**REQUIRED WORK:** Each entry has to be reproduced in full, exactly as given.

[Stored records]
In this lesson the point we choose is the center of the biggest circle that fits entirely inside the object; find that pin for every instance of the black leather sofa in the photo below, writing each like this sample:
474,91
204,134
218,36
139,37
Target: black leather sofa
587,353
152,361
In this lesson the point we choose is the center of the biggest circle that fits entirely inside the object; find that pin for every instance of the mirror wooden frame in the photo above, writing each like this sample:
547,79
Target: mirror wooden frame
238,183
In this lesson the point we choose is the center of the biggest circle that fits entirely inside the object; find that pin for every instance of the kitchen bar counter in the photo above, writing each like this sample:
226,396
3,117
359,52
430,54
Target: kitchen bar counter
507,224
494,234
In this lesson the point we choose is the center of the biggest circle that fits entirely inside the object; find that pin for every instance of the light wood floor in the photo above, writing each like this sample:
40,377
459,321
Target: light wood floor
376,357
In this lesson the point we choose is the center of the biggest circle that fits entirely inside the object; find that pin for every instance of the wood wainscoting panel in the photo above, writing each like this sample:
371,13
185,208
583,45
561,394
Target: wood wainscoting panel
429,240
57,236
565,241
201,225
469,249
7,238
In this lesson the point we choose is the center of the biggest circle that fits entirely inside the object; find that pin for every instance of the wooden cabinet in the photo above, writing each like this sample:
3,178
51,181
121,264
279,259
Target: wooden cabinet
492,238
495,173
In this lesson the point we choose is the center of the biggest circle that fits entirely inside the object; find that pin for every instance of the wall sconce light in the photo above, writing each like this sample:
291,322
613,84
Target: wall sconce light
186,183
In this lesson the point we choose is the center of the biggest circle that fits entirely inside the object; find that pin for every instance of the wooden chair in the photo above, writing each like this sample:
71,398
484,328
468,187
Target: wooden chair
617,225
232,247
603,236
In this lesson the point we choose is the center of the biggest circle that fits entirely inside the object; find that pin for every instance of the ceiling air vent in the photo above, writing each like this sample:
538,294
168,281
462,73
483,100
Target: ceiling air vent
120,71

**FINISHED TASK:**
In this lesson the point we choose is the center of the biggest circle that fits entirely inside the object; find that pin for every instance of the black leather sofa in the photo below, writing each like this sample:
474,91
204,134
218,36
139,37
Target: black leather sofa
587,353
152,361
In this lesson the point we choose is the center of the biggest circle that fits entirely inside the object; find that pin for every instance of the mirror wooden frame in the photo above, writing each like this sample:
547,79
Target: mirror wooden frame
238,183
In this lesson the point we choose is the center of the biggest circle that fits entirely inside the object; find that pin for every instance of the kitchen bar counter in the photo above, writing each like this sample:
226,396
3,117
359,52
430,54
Target: kitchen bar counter
507,224
494,234
In this lesson the point we choose is the center of the biggest circle that fits entirely inside the object; find that pin for every instance of the light wood floor in the photo above, writing each like this sample:
40,377
459,321
Target: light wood floor
376,357
In this lesson the point we choose is the center of the biggest circle that fits entirely inside the object; find that pin for every instance of the wood wainscoting panel in the photo above, writing each like this sample:
371,13
185,208
583,45
561,394
Target: wood wainscoting panel
429,240
57,236
565,241
201,225
469,249
7,238
In this lesson the point we choose is the center of the biggest circle that fits entirely inside the object; find that pin for every instance of the wooden cabinet in the photo above, writing each like this sample:
3,178
51,181
121,264
279,259
Target: wooden cabinet
492,238
495,173
In this lesson the point we choose is the center of the biggest circle that fits entirely inside the object; find that pin for every instance of the wall sconce light in the photo above, writing each like this sample:
291,322
613,84
Target: wall sconce light
186,183
In this lesson the point we choose is the center of the biggest circle that fits entirely inside the object; find that pin for every instance of the wooden chair in the photo above, writing each like this sample:
71,398
484,328
468,187
Target: wooden chair
617,225
232,247
603,236
In this lesson the point we choose is the center of the biggest circle that fits entirely inside the object; find that pin for every instance of the ceiling air vent in the photo above, writing each like this sample:
538,294
168,281
462,73
483,100
Target: ceiling air vent
120,71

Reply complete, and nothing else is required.